---------- Excerpt ----------

On Tue, Jan 29, 2019 at 1:36 AM Andrzej Krzemienski via Boost < boost@lists.boost.org> wrote:
śr., 16 sty 2019 o 20:51 Emil Dotchevski via Boost
napisał(a): LEAF is a C++11 error handling library for use in low-latency
environments.
I'm looking for a Boost Review Manager. Any one of you good people
willing
to volunteer? :)
Features:
-Header-only, no dependencies.
- No dynamic memory allocations.
- Any error-related object of any movable type is efficiently delivered to the correct error handler.
- Compatible with std::error_code, errno and any other error code type.
- Support for multi-thread programming.
- Can be used with or without exception handling.
Hi Emil, In the docs we can see that one of the requirements for result<T> is that "T must be movable, and its move constructor may not throw."
This seems to preclude guard-like types that are not movable to be returned from functions via result<T>. Like std::mutex. When a wrapper type is returned by value there is no need to move the internally stored T. At east in C++17. In principle, a wrapper should not require the wrapped type to be movable. Types like boost::optional or outcome::result do not have this requirement. They provide an "in-place" constructor for this purpose. Is it possible to lift the requirement in leaf::result?

----------

- **Given instruction A**:
Count the lines in the rows that contain the string "green", treating case as significant, and reply with only that number.

---------- Given data ----------

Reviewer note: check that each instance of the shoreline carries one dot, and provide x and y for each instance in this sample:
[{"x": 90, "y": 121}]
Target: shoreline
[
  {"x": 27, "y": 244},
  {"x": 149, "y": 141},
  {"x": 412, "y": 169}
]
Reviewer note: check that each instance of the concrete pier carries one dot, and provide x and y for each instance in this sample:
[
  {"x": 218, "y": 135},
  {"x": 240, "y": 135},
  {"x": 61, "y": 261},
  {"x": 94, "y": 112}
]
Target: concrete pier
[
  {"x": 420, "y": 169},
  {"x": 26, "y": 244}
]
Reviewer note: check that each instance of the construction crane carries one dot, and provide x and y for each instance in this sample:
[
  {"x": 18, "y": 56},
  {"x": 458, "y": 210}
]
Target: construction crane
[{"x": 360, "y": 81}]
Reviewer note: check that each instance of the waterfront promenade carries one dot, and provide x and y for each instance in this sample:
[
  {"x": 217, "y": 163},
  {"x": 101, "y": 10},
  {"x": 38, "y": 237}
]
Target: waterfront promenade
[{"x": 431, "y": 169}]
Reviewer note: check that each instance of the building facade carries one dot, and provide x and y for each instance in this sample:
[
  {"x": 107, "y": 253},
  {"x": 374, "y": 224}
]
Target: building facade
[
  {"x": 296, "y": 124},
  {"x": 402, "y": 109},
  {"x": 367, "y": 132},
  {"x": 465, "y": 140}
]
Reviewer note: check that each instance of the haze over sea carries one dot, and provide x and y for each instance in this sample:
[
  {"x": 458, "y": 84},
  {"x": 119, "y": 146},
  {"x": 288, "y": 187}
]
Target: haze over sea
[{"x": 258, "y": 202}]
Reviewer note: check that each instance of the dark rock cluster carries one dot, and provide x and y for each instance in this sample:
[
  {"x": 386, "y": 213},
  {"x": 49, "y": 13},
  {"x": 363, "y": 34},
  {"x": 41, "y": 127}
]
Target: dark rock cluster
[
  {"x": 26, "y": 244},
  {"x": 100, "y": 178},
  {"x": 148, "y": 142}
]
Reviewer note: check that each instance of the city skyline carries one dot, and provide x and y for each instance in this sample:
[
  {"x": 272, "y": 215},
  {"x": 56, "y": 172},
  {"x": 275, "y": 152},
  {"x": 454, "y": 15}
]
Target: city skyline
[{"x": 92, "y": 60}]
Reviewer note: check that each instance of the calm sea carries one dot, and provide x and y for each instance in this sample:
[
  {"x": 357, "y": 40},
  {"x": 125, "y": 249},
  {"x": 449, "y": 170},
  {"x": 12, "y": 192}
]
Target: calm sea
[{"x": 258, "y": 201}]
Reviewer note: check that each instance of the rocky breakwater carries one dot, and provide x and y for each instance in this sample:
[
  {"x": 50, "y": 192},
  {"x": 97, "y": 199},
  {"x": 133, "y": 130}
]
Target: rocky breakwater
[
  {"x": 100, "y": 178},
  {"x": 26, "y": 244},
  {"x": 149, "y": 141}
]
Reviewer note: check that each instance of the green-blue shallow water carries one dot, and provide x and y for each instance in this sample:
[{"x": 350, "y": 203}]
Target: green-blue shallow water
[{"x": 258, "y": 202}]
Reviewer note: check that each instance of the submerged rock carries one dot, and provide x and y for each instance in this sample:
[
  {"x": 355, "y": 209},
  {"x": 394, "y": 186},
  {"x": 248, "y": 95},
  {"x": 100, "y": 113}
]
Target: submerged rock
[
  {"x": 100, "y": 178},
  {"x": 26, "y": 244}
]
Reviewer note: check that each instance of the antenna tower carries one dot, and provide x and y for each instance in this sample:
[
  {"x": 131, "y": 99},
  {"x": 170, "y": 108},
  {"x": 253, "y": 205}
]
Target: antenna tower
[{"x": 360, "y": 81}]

----------

- **Given instruction B**:
Answer these questions using the message about LEAF:
(i) Which C++ standard is LEAF described as being built on?
(ii) What role does the announcement seek a volunteer for?
(iii) Which two types are named as not requiring the wrapped type to be movable?

- **Full answer A**:
2

- **Full answer B**:
(i) C++11
(ii) Boost Review Manager
(iii) boost::optional and outcome::result